* _Selected extract_:
* * *

We then substituted the WISDM into the modeling, using 48 three-axis time-domain features derived by the eight functions above to explore the model’s applicability. The WISDM offered surveillance for 51 subjects with a smartwatch on hand and a smartphone in pocket to measure 18 lifestyle activities: {walking, jogging, climbing stairs, sitting, standing, typing, brushing teeth, eating soup, eating chips, eating pasta, drinking from cup, eating sandwich, kicking soccer ball, playing catch with tennis ball, dribbling basketball, writing, clapping, folding clothes}, which were labeled with prefix “label” orderly from 0 to 17. The smart phone and watch were embedded with an accelerometer and gyroscope for measurement. A measured segment contained 128 timestamps but with a frequency of 20 Hz, and 50% overlap between two segments. To simplify complicated data combination for application, we categorized four segment groups in comparison: (a) smartphone’s accelerometer and gyroscope, (b) smartwatch’s accelerometer and gyroscope, (c) accelerometers of smartphone and smartwatch, and (d) gyroscope of smartphone and smartwatch. The functions of derived features and the number of segments corresponding to the activity labels are detailed in Table S3 for reference.

We followed a portion ratio of 7:3 for training vs. testing groups based on label-oriented data training designed in the MHEALTH and WISDM; i.e., every subject’s dataset could be trained and tested while the testing group would not be trained. The design could be compared with the UCI-HAR by subject-oriented analysis (i.e., the subjects whose data were trained would not be tested). The training and testing processes above repeated the framework, as shown in Fig. 2, to generate the ML and DL models for coupling analysis. A confusion matrix with indicators, i.e., overall accuracy, recall, precision, and F1-score in one-vs.-all mode, evaluated the model’s efficacy.

3  Results

Four HAR models based on the methods, including SVM, RF, ANFIS, and hybrid CNNs, were trained by two databases for coupling analyses. The primary results regarding the UCI-HAR are demonstrated in the first three sub-sections. Consequently, the approaches regarding the comparative modeling due to the MHEALTH are exhibited for a comprehensive discussion.

* * *

* _Entries supplied_:
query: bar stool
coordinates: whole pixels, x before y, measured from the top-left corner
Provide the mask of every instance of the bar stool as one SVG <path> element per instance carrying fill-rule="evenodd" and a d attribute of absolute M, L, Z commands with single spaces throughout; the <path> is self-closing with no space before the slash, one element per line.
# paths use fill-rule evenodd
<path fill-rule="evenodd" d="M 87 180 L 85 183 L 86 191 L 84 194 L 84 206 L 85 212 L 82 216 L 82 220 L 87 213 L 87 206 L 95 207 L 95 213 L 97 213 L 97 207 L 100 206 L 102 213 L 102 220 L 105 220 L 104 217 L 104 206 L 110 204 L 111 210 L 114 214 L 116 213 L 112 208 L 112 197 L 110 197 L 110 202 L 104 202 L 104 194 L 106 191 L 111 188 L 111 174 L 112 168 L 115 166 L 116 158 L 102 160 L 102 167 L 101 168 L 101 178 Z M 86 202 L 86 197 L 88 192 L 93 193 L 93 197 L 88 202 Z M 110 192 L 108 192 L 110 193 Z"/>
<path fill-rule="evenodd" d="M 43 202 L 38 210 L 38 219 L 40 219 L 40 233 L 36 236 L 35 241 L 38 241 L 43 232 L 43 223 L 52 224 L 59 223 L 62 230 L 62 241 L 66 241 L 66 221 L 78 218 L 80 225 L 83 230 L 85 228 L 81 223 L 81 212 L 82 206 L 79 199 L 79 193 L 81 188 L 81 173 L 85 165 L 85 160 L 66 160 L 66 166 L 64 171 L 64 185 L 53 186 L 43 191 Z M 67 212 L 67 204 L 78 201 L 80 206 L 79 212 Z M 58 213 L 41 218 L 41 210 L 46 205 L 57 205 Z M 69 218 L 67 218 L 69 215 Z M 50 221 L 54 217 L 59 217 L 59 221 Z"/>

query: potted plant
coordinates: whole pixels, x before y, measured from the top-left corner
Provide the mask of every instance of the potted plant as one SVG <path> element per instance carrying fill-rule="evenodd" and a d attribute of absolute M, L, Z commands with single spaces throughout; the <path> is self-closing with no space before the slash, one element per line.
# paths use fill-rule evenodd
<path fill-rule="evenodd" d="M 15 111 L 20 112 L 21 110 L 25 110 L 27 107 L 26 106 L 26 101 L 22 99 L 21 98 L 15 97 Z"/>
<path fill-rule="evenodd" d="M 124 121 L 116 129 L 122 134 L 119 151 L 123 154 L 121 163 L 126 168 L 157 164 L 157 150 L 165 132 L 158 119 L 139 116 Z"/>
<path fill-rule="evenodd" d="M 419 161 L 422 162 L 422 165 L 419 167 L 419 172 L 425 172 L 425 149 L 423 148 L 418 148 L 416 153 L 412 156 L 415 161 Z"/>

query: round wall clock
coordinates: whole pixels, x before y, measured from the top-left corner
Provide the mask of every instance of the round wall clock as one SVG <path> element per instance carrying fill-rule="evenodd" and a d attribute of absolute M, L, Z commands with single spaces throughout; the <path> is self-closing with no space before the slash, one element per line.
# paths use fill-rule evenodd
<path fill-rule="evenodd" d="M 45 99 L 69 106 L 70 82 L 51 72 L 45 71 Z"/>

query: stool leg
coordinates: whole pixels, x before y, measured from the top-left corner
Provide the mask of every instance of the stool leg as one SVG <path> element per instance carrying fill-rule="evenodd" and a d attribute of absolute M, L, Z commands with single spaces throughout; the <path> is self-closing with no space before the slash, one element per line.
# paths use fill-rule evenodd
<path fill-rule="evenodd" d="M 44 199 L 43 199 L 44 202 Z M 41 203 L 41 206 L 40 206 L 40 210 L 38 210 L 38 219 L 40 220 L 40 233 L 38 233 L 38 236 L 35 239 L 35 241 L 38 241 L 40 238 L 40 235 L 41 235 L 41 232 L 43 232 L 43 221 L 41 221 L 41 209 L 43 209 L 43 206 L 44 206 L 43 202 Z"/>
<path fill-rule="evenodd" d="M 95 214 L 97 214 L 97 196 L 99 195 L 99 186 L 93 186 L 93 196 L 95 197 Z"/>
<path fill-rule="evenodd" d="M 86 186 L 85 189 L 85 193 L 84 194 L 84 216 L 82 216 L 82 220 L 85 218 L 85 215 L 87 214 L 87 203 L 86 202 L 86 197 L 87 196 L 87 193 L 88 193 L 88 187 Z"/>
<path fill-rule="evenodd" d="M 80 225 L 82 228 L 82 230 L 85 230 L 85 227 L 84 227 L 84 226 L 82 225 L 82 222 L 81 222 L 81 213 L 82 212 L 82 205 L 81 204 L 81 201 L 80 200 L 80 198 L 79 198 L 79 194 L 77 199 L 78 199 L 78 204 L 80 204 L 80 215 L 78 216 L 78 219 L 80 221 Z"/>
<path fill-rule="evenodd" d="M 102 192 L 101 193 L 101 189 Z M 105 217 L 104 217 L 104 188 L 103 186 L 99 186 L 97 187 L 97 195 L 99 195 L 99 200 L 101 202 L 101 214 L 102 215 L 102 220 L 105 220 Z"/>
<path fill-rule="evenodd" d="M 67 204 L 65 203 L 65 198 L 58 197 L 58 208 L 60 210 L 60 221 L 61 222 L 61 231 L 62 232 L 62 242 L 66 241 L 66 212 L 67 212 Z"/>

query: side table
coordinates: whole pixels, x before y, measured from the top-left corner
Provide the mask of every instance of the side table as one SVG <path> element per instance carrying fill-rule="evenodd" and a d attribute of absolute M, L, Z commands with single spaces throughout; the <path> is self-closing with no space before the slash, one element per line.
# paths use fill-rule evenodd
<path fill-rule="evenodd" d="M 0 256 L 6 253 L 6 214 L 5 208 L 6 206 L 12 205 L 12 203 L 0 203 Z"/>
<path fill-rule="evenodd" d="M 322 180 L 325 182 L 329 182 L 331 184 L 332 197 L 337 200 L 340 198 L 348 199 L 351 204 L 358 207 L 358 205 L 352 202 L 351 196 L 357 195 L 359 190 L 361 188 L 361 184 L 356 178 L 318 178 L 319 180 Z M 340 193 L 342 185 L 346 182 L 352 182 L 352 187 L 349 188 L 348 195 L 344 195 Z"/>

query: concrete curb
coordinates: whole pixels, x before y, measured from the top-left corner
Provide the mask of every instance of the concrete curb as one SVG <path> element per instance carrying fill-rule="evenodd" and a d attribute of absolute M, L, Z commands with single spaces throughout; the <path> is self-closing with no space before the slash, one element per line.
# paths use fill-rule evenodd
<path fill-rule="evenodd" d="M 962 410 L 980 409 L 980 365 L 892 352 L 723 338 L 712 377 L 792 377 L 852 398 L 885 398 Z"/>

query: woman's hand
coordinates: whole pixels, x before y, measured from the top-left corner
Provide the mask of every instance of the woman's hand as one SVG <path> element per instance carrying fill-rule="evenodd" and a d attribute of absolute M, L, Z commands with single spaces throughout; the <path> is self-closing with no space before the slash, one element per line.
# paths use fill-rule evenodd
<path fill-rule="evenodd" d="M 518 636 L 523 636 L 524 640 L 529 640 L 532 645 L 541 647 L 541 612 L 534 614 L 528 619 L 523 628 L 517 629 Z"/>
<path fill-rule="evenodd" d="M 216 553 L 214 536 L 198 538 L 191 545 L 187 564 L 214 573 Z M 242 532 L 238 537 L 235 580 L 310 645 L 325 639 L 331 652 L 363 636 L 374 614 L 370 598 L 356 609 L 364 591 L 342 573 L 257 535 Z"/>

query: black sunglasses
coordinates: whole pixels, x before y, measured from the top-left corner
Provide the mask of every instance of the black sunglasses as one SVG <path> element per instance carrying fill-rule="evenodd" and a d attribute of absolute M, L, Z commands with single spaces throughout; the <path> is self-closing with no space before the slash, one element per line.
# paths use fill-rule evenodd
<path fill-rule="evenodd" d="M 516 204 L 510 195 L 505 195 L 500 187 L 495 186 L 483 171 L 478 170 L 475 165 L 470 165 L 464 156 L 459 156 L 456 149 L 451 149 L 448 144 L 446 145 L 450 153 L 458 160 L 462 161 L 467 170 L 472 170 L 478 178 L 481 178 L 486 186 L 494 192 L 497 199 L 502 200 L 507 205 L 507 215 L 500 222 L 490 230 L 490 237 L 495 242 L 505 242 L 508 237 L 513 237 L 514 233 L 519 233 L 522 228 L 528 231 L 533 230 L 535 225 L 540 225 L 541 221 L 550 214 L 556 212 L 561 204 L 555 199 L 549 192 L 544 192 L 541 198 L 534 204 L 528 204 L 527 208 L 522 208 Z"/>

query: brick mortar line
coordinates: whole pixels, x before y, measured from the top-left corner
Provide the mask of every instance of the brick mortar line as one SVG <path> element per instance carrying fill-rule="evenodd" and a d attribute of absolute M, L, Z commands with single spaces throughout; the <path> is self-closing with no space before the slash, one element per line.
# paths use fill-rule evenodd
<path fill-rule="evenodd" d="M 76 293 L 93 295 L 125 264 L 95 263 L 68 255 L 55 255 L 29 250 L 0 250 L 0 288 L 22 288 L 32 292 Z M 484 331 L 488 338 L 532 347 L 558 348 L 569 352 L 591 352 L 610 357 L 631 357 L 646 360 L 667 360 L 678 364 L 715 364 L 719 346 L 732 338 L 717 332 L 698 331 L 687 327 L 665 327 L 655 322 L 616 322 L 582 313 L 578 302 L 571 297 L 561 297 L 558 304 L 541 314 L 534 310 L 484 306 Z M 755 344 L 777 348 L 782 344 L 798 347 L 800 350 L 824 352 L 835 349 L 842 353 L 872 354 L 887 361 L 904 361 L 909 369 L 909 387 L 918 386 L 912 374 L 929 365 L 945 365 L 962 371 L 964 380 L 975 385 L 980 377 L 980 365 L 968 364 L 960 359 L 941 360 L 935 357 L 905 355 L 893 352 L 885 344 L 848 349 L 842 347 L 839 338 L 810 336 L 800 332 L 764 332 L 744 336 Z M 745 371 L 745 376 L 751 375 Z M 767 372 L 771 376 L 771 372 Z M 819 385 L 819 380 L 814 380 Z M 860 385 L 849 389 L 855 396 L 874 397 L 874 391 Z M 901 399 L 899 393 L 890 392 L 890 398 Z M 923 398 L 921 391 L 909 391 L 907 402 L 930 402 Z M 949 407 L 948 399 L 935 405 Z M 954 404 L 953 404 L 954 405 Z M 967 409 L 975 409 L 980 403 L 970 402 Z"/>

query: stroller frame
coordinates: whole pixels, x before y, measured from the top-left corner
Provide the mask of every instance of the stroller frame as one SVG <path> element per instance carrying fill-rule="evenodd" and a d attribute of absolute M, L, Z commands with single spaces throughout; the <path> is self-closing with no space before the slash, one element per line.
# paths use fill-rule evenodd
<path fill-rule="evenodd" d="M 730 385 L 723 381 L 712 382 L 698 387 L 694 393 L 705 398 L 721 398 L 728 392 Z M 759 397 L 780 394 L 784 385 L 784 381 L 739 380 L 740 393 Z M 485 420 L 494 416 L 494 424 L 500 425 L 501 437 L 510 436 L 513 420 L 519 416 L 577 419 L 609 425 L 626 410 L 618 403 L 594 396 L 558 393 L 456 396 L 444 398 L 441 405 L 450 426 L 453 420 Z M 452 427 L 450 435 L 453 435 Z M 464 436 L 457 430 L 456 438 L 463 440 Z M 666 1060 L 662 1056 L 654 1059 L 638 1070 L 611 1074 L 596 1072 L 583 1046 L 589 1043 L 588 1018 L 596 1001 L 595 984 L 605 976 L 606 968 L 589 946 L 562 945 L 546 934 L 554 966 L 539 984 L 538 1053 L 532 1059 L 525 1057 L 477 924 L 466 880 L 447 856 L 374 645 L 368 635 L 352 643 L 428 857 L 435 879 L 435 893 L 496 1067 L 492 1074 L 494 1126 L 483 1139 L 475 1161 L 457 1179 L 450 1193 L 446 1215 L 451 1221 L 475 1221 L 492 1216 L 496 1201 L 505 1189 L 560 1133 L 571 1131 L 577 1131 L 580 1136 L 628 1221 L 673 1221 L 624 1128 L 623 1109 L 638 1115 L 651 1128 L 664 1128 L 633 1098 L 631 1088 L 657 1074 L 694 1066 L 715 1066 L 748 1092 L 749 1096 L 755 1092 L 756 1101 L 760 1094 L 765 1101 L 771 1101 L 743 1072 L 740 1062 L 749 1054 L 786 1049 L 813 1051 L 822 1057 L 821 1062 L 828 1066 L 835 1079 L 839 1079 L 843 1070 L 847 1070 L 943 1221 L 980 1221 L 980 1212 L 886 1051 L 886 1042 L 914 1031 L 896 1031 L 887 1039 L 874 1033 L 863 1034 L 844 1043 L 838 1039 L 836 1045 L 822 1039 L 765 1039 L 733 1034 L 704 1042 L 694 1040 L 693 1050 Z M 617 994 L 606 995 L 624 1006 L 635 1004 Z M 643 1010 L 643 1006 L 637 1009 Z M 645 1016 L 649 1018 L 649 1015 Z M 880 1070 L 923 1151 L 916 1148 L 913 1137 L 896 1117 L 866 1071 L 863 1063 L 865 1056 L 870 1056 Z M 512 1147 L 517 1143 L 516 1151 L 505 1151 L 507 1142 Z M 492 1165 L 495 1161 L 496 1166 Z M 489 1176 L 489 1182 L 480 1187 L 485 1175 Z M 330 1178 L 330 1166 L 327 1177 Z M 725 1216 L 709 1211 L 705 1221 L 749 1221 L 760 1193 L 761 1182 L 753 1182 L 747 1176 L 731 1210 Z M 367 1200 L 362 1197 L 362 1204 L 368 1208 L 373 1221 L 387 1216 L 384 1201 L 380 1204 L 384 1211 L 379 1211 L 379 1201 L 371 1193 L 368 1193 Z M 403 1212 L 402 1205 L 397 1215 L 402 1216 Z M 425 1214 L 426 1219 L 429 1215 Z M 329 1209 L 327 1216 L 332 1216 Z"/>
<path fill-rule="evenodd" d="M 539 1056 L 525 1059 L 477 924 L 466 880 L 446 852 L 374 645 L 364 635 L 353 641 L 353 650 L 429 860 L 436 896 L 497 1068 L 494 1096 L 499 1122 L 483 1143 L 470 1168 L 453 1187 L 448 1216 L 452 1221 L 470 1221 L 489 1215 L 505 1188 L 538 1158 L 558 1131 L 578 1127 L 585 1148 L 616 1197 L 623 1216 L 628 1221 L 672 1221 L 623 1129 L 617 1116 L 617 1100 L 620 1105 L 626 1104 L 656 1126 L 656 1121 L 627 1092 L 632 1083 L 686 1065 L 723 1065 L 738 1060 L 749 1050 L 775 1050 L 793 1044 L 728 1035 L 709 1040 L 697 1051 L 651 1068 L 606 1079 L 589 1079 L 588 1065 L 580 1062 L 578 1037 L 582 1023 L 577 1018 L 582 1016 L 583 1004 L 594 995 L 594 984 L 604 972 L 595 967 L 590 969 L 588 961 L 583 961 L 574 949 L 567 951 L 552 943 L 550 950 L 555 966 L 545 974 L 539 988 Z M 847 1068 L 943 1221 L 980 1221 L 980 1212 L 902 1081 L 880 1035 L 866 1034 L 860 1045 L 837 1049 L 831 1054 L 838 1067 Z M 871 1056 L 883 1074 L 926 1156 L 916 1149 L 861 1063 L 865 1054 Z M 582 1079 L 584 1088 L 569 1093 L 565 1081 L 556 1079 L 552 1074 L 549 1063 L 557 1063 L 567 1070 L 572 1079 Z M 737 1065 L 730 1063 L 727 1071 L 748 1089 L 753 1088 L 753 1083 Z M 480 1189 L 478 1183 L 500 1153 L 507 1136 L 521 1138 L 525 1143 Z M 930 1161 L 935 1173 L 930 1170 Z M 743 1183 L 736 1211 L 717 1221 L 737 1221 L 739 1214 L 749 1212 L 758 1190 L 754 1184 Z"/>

* * *

* _Objective_:
How many subjects does the activity-recognition excerpt say the WISDM covered?

* _Worked answer_:
51 subjects.